* _Task goal_: Set down every entry once more, character for character.

########

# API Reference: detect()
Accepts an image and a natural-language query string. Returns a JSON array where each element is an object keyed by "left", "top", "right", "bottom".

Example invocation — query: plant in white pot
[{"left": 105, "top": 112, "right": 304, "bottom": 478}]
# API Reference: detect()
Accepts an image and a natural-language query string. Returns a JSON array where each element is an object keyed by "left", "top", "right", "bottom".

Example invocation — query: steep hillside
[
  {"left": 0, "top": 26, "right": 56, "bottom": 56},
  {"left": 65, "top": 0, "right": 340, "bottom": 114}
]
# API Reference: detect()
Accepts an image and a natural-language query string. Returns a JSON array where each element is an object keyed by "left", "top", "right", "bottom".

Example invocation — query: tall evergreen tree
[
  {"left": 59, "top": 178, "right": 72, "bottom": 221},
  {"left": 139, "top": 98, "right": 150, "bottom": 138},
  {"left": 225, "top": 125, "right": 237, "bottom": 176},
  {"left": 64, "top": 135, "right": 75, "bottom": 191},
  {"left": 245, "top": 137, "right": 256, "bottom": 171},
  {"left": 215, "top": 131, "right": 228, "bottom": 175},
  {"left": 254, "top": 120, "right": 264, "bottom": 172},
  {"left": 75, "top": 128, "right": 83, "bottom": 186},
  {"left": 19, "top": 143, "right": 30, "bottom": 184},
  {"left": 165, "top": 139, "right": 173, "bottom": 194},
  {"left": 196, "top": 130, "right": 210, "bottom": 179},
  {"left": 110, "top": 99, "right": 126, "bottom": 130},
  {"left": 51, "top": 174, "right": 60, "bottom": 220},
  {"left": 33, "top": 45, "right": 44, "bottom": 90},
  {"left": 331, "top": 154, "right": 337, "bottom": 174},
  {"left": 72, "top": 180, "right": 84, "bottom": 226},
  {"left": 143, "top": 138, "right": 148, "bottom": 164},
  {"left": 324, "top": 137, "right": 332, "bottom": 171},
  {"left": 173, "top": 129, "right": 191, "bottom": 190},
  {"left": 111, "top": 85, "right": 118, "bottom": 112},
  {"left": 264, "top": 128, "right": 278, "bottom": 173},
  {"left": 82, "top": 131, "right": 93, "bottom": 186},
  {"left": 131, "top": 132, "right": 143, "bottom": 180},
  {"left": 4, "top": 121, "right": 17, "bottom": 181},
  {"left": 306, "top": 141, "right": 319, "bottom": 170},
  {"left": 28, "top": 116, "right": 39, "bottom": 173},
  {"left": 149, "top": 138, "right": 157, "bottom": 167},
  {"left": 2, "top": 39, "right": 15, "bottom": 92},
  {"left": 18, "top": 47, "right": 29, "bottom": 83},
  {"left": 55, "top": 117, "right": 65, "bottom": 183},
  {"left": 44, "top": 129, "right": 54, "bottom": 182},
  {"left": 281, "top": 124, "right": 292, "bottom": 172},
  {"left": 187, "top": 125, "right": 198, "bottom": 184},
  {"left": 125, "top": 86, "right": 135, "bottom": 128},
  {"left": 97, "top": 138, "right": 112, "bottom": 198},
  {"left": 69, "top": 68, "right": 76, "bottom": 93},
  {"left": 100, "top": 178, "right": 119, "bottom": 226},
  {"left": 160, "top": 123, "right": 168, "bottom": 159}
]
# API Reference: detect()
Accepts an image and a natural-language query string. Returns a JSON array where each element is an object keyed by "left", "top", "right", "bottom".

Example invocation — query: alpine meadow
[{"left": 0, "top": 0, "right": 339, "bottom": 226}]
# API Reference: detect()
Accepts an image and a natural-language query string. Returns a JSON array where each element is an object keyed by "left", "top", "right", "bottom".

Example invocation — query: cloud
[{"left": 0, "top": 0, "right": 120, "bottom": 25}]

########

* _Output of the exercise_:
# API Reference: detect()
Accepts an image and a natural-language query string. Returns a JSON array where each element is an object keyed by "left", "top", "right", "bottom".

Example invocation — query: plant in white pot
[{"left": 105, "top": 112, "right": 304, "bottom": 478}]
# API Reference: detect()
Accepts an image and a natural-language query string. Returns a JSON array where each element is an object keyed by "left", "top", "right", "bottom".

Example invocation — query: steep hillside
[
  {"left": 0, "top": 26, "right": 56, "bottom": 56},
  {"left": 65, "top": 0, "right": 340, "bottom": 114}
]
# API Reference: detect()
Accepts an image and a natural-language query string. Returns a JSON array where each element is an object keyed by "left", "top", "right", "bottom".

Example invocation — query: tall evergreen tree
[
  {"left": 59, "top": 178, "right": 72, "bottom": 221},
  {"left": 139, "top": 98, "right": 150, "bottom": 138},
  {"left": 225, "top": 125, "right": 237, "bottom": 176},
  {"left": 64, "top": 135, "right": 75, "bottom": 191},
  {"left": 245, "top": 137, "right": 256, "bottom": 171},
  {"left": 215, "top": 131, "right": 228, "bottom": 175},
  {"left": 254, "top": 120, "right": 264, "bottom": 172},
  {"left": 75, "top": 128, "right": 83, "bottom": 186},
  {"left": 19, "top": 143, "right": 30, "bottom": 184},
  {"left": 165, "top": 139, "right": 173, "bottom": 194},
  {"left": 196, "top": 130, "right": 210, "bottom": 179},
  {"left": 110, "top": 99, "right": 126, "bottom": 130},
  {"left": 51, "top": 174, "right": 60, "bottom": 220},
  {"left": 33, "top": 45, "right": 44, "bottom": 90},
  {"left": 331, "top": 154, "right": 337, "bottom": 174},
  {"left": 72, "top": 180, "right": 84, "bottom": 226},
  {"left": 143, "top": 138, "right": 148, "bottom": 164},
  {"left": 324, "top": 137, "right": 332, "bottom": 171},
  {"left": 173, "top": 129, "right": 191, "bottom": 190},
  {"left": 111, "top": 85, "right": 118, "bottom": 112},
  {"left": 264, "top": 128, "right": 278, "bottom": 173},
  {"left": 82, "top": 131, "right": 93, "bottom": 186},
  {"left": 131, "top": 132, "right": 143, "bottom": 180},
  {"left": 4, "top": 121, "right": 17, "bottom": 181},
  {"left": 306, "top": 141, "right": 319, "bottom": 170},
  {"left": 28, "top": 116, "right": 39, "bottom": 173},
  {"left": 149, "top": 138, "right": 157, "bottom": 167},
  {"left": 2, "top": 39, "right": 15, "bottom": 92},
  {"left": 18, "top": 47, "right": 29, "bottom": 83},
  {"left": 55, "top": 117, "right": 65, "bottom": 183},
  {"left": 44, "top": 129, "right": 54, "bottom": 182},
  {"left": 281, "top": 124, "right": 292, "bottom": 172},
  {"left": 187, "top": 125, "right": 198, "bottom": 184},
  {"left": 125, "top": 86, "right": 135, "bottom": 128},
  {"left": 97, "top": 138, "right": 112, "bottom": 198},
  {"left": 69, "top": 68, "right": 76, "bottom": 93},
  {"left": 100, "top": 178, "right": 119, "bottom": 226},
  {"left": 160, "top": 123, "right": 168, "bottom": 159}
]
# API Reference: detect()
Accepts an image and a natural-language query string. Returns a JSON array where each element is an object keyed by "left", "top", "right", "bottom".

Example invocation — query: alpine meadow
[{"left": 0, "top": 0, "right": 339, "bottom": 226}]
# API Reference: detect()
Accepts an image and a natural-language query string. Returns a JSON array where each element is an object keyed by "left", "top", "right", "bottom".

Example invocation — query: cloud
[{"left": 0, "top": 0, "right": 120, "bottom": 25}]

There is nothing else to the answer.